** begin Text segment **

The rich rule over the poor, and the borrower is servant to the lender.
[Proverbs 22:7]

The banker, called a lender in Proverbs 22:7, suffered a poor reputation among the Jews. Their religious law forbade the lending of money for interest.

In the New Testament, these bankers were the “money changers” of the Temple.
Some of these money changers, taking advantage of the large number of currencies in circulation in Palestine, set up some of the early banks. Farmers and merchants came to them to weigh coinage and exchange it for the Tyrian drachma favored in the city. The regulations regarding the Temple tax in Jerusalem also worked in the financiers’ favor. The “moneychangers” charged a fee of 12 grains of silver and set up their tables in the Court of the Gentiles. They exchanged foreign currency for the silver didrachma required by the law (Matt. 17:24). Jesus’ cleansing of the Temple may have been in part a response to the unfair practices of these money-changers (Matt. 21:12-13; Mark 11:15-17; John 2:14-16).

With sums coming into the Temple from Jews throughout the empire, the Temple itself became a bank, lending money to finance business, construction, and other programs. Pilate raised a storm of protest when he tapped one of the Temple funds, which was to be used exclusively for religious purposes, to build an aqueduct. After the destruction of the Temple in A.D. 70, the Roman emperor Vespasian ordered the continued payment of the tax and its deposit in the Temple of Jupiter.

The “harsh” master who expects interest and reaps what he did not sow (Matt. 25:24, 26-27; Luke 19:21-23) is hardly to be taken as a model for Christian business practice. Luke’s parable in particular contains reminiscences of the hated Archelaus (Luke 19:12, 14; compare Matt. 2:22). Jesus stood firmly in the Old Testament tradition when He commanded His disciples to give freely to the needy who asked (Matt. 5:42; 10:8).

** end Text segment **
** begin Dataset extract **

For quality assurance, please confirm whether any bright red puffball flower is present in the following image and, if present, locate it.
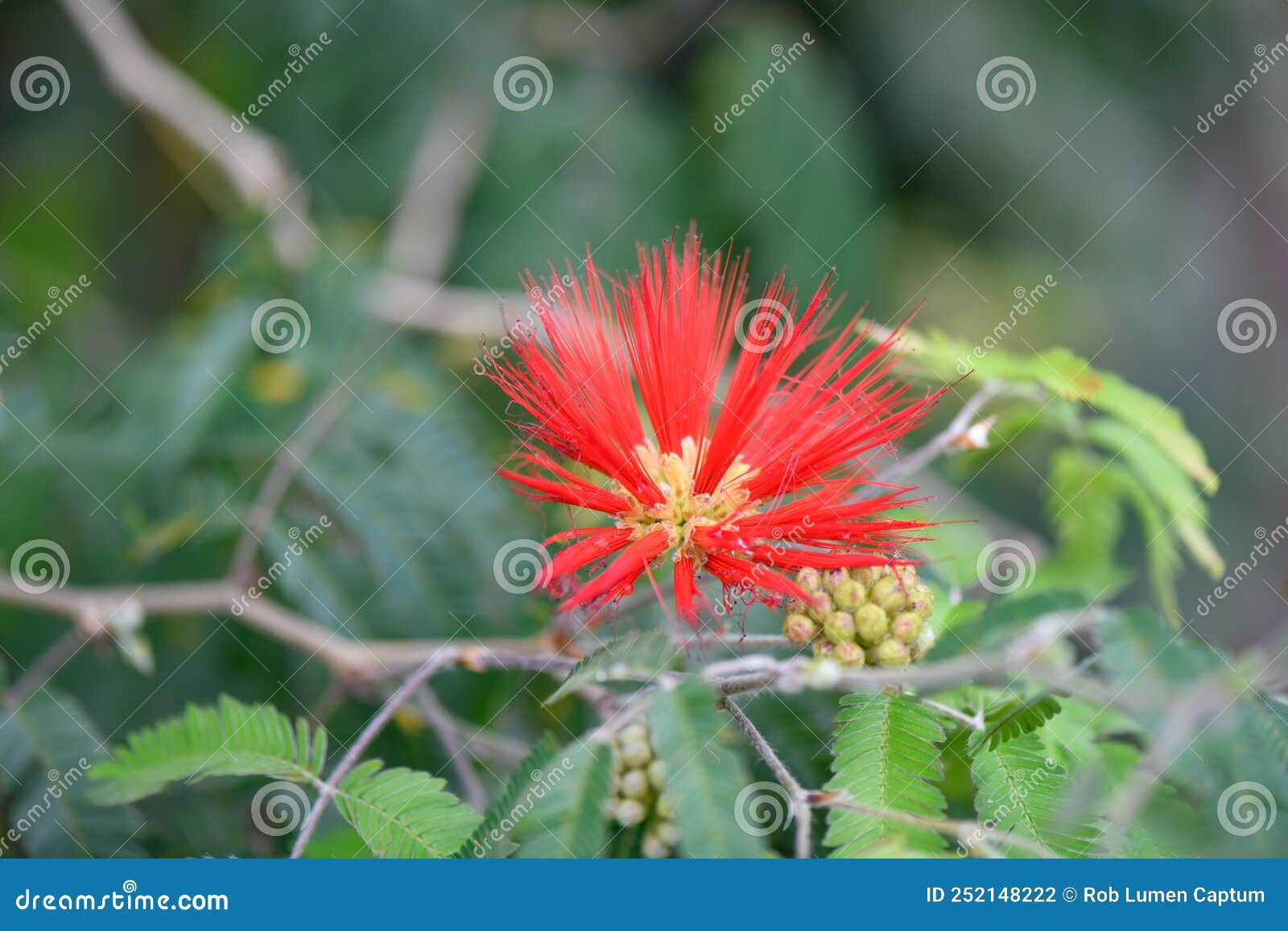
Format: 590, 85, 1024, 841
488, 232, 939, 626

** end Dataset extract **

**Written request**. Copy the passage on bankers and money changers in the Bible word for word, from "Some of these" to "11:15-17; John 2:14-16).".

**Final answer**.
Some of these money changers, taking advantage of the large number of currencies in circulation in Palestine, set up some of the early banks. Farmers and merchants came to them to weigh coinage and exchange it for the Tyrian drachma favored in the city. The regulations regarding the Temple tax in Jerusalem also worked in the financiers’ favor. The “moneychangers” charged a fee of 12 grains of silver and set up their tables in the Court of the Gentiles. They exchanged foreign currency for the silver didrachma required by the law (Matt. 17:24). Jesus’ cleansing of the Temple may have been in part a response to the unfair practices of these money-changers (Matt. 21:12-13; Mark 11:15-17; John 2:14-16).